_Aufgabenstellung 1_
Schreiben Sie aus dem Textausschnitt über die deutschen Skispringer alles von „Unweit des Polarkreises“ bis hinunter zu „unter null gefallen.“ wortgetreu ab.

Zu Beginn der neuen Skisprung-Saison setzt sich das deutsche Team bescheidene Ziele

Unweit des Polarkreises bevorzugt Peter Rohwein eine kühle Kommunikation. Der neue Trainer der deutschen Skispringer sitzt auf einem Podium in Kuusamo in Finnland und sagt Sätze wie: „Ich bin kein Hexer, der das Springen neu erfindet.“ Draußen sind die Temperaturen weit unter null gefallen.

_Aufgabenstellung 2_
Formatieren Sie die Zeilen der folgenden Datensätze, von der Zeile mit „Pretty please, detect the round“ bis hinunter zur Zeile mit „[222,0,314,110]“, als Markdown-Tabelle mit den Spalten „Nr“ für die Zeilennummer und „Inhalt“ für die Zeile selbst. Beide Grenzzeilen gehören dazu, Leerzeilen lassen Sie weg.

_Vorliegende Daten_
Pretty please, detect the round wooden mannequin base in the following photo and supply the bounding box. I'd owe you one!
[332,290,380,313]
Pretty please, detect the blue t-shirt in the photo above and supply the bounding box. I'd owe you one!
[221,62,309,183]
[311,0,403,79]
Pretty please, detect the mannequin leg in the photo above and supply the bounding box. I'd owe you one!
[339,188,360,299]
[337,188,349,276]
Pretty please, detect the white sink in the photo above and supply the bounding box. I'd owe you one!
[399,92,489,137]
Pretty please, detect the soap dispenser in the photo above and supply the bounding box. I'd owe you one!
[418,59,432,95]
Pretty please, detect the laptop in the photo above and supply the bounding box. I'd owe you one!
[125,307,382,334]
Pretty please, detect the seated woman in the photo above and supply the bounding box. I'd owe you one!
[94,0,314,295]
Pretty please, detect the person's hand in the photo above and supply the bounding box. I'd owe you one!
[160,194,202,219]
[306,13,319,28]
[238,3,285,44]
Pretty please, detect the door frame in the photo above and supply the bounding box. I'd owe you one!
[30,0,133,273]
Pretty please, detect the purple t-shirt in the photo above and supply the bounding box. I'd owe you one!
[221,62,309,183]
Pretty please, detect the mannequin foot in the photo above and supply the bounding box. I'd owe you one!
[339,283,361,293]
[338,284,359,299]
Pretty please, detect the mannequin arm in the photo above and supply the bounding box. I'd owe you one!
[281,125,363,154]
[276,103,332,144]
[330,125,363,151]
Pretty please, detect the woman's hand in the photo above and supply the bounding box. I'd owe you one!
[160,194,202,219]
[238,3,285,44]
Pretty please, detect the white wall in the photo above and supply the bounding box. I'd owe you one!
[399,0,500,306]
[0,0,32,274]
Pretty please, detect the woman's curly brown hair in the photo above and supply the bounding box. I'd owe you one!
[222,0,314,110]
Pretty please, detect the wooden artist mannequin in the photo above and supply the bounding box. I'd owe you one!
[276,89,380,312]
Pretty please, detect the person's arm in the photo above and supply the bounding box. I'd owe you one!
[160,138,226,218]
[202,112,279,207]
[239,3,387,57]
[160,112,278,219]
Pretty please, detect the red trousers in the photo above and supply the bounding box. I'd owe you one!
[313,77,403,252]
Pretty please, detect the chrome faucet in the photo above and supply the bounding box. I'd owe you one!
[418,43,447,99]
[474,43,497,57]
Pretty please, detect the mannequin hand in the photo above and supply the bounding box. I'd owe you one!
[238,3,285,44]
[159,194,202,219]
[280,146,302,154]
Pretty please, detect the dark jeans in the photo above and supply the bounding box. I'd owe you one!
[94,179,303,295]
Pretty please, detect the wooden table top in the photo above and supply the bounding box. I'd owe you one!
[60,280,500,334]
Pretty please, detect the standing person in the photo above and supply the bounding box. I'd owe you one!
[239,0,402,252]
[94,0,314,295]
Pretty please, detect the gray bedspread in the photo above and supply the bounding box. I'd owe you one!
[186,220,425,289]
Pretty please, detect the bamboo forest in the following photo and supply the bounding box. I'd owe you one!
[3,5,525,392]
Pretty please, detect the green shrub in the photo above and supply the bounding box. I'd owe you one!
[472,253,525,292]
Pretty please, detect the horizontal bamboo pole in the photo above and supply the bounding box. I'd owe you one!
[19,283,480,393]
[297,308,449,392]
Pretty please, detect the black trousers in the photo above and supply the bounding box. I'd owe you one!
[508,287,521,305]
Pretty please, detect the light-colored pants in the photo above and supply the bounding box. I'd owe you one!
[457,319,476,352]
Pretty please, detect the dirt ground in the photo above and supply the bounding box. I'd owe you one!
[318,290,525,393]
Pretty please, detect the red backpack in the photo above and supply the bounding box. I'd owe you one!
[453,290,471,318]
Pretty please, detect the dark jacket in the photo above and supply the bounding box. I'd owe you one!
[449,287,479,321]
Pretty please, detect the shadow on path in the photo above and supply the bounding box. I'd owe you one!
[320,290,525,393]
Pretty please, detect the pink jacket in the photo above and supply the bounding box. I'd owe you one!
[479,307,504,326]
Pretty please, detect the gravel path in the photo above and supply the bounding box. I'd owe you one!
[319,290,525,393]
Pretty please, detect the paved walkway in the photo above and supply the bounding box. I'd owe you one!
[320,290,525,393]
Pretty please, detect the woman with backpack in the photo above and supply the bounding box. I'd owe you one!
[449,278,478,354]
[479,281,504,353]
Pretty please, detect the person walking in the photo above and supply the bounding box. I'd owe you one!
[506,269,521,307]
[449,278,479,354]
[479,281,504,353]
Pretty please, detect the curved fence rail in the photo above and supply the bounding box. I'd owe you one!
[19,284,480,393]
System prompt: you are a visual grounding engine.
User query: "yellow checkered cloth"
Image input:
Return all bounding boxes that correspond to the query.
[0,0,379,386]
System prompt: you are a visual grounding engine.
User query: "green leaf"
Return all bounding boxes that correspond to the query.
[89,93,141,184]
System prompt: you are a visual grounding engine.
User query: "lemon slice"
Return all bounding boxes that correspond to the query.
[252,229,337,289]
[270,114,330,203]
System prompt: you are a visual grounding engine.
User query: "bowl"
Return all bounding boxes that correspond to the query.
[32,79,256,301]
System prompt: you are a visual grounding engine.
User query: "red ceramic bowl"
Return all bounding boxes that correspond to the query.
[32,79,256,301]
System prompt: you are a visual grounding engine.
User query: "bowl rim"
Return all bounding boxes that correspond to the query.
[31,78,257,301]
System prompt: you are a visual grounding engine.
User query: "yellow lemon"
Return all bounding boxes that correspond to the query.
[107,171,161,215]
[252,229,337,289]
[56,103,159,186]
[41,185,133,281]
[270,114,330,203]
...
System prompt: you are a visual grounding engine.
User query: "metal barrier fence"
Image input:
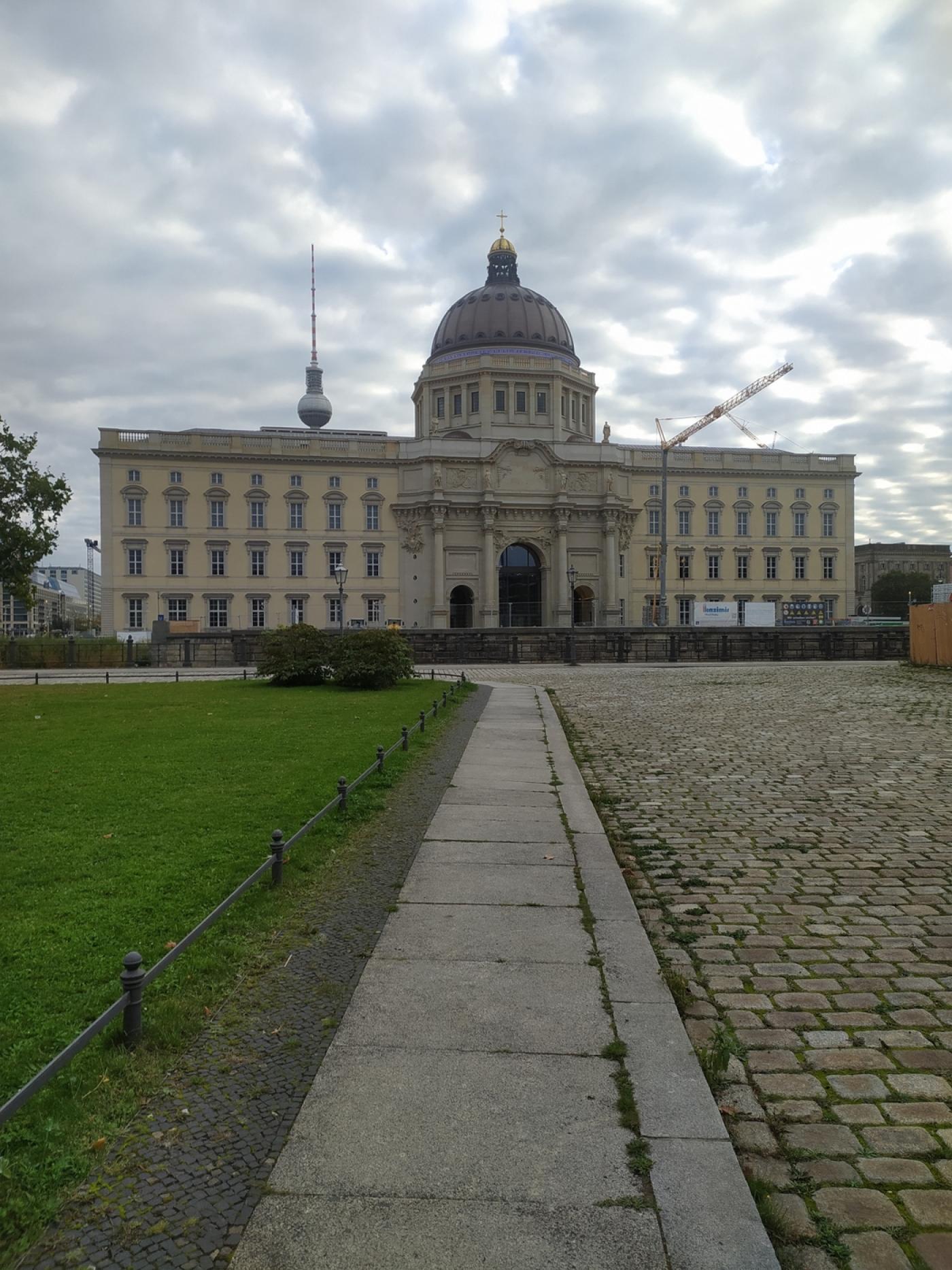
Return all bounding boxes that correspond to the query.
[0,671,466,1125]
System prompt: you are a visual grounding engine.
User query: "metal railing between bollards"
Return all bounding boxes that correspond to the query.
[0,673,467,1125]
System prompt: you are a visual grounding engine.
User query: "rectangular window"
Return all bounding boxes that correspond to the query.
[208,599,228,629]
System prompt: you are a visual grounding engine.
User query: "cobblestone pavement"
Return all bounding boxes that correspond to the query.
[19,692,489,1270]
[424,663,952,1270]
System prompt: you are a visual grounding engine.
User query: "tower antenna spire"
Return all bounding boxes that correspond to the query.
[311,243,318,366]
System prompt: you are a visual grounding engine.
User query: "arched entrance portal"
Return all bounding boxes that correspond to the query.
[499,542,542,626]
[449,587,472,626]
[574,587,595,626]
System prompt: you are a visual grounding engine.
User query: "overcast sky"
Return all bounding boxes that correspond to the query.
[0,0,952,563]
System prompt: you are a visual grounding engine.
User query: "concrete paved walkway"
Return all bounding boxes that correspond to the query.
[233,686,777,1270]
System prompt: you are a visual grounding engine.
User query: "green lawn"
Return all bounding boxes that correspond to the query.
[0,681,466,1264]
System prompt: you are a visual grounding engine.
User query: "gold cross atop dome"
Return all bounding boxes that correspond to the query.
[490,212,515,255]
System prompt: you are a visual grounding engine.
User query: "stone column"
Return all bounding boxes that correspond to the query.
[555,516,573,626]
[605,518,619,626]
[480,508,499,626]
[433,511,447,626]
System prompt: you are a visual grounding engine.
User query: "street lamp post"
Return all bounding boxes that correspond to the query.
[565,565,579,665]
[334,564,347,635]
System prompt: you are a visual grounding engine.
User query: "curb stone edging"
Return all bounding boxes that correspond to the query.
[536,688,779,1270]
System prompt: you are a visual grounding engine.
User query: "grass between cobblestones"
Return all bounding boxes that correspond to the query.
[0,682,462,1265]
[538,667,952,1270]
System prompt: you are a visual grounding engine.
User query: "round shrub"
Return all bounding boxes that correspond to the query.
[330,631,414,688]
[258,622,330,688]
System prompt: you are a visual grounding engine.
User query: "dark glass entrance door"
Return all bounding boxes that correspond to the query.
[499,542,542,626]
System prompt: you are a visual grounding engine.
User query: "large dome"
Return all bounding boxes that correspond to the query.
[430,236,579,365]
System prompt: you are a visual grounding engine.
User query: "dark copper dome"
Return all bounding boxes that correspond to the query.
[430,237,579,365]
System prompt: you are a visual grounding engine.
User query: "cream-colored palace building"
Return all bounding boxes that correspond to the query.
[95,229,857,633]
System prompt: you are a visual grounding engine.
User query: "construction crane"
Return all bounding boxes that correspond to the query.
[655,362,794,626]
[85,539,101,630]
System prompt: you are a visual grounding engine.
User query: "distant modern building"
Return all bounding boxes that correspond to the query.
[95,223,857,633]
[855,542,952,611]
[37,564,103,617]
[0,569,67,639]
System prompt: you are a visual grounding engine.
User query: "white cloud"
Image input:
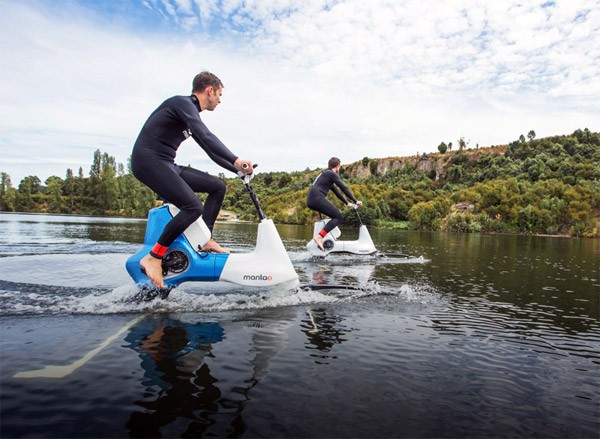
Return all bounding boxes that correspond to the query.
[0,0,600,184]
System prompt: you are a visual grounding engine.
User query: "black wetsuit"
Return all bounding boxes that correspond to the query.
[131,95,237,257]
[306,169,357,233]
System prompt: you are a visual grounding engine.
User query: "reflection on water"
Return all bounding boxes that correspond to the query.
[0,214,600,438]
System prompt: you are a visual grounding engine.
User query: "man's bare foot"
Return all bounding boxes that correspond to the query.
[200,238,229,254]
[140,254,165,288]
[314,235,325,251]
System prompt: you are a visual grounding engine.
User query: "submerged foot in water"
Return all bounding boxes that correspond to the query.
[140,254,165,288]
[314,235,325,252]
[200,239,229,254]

_Lösung 1_
Unweit des Polarkreises bevorzugt Peter Rohwein eine kühle Kommunikation. Der neue Trainer der deutschen Skispringer sitzt auf einem Podium in Kuusamo in Finnland und sagt Sätze wie: „Ich bin kein Hexer, der das Springen neu erfindet.“ Draußen sind die Temperaturen weit unter null gefallen.

_Lösung 2_
| Nr | Inhalt |
|---|---|
| 1 | Pretty please, detect the round wooden mannequin base in the following photo and supply the bounding box. I'd owe you one! |
| 2 | [332,290,380,313] |
| 3 | Pretty please, detect the blue t-shirt in the photo above and supply the bounding box. I'd owe you one! |
| 4 | [221,62,309,183] |
| 5 | [311,0,403,79] |
| 6 | Pretty please, detect the mannequin leg in the photo above and supply the bounding box. I'd owe you one! |
| 7 | [339,188,360,299] |
| 8 | [337,188,349,276] |
| 9 | Pretty please, detect the white sink in the photo above and supply the bounding box. I'd owe you one! |
| 10 | [399,92,489,137] |
| 11 | Pretty please, detect the soap dispenser in the photo above and supply the bounding box. I'd owe you one! |
| 12 | [418,59,432,95] |
| 13 | Pretty please, detect the laptop in the photo above and supply the bounding box. I'd owe you one! |
| 14 | [125,307,382,334] |
| 15 | Pretty please, detect the seated woman in the photo above and supply the bounding box. I'd owe you one! |
| 16 | [94,0,314,295] |
| 17 | Pretty please, detect the person's hand in the photo above and supply the bounding box. I'd owe you one! |
| 18 | [160,194,202,219] |
| 19 | [306,13,319,28] |
| 20 | [238,3,285,44] |
| 21 | Pretty please, detect the door frame in the photo above and supply the bounding box. I'd owe you one! |
| 22 | [30,0,133,273] |
| 23 | Pretty please, detect the purple t-shirt in the photo above and supply the bounding box. I'd owe you one! |
| 24 | [221,62,309,183] |
| 25 | Pretty please, detect the mannequin foot in the photo above and supply the bounding box. I'd owe you one! |
| 26 | [339,283,361,293] |
| 27 | [338,284,359,299] |
| 28 | Pretty please, detect the mannequin arm in the photo above and supply the bounding box. I'd owe you one! |
| 29 | [281,125,363,154] |
| 30 | [276,103,332,144] |
| 31 | [330,125,363,151] |
| 32 | Pretty please, detect the woman's hand in the photo above and supply the bounding box. I'd owe you one! |
| 33 | [160,194,202,219] |
| 34 | [238,3,285,44] |
| 35 | Pretty please, detect the white wall in the photo above and supply the bounding box. I'd owe you one! |
| 36 | [399,0,500,306] |
| 37 | [0,0,32,274] |
| 38 | Pretty please, detect the woman's curly brown hair in the photo above and supply the bounding box. I'd owe you one! |
| 39 | [222,0,314,110] |